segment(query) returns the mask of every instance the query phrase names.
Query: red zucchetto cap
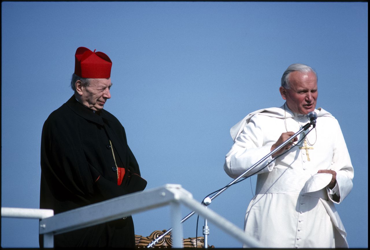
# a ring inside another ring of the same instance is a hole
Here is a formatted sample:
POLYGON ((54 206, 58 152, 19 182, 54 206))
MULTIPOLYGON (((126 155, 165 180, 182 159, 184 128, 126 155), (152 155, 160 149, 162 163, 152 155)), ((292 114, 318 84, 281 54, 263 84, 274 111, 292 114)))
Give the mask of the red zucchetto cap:
POLYGON ((80 47, 74 55, 74 73, 83 78, 109 78, 112 61, 102 52, 80 47))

Task statement> Convert every line of the rows above into a Markdown table with the columns No. and Line, one table row per line and numbered in order. Skip blank lines, and leave the pictures out of the table.

Solution for this problem>
| No. | Line |
|---|---|
| 1 | segment(query) returns the mask of every instance the query phrase names. |
| 2 | Query: red zucchetto cap |
| 3 | # a ring inside another ring of the same instance is a hole |
| 4 | Here is a formatted sample: |
| 5 | POLYGON ((54 206, 58 152, 19 182, 54 206)) |
| 6 | MULTIPOLYGON (((126 155, 165 180, 182 159, 184 128, 126 155), (152 155, 160 149, 162 163, 152 155)), ((292 114, 318 84, 281 54, 263 84, 274 111, 292 114))) |
| 7 | Give the mask of the red zucchetto cap: |
| 8 | POLYGON ((80 47, 74 55, 74 73, 83 78, 109 78, 112 61, 102 52, 80 47)) |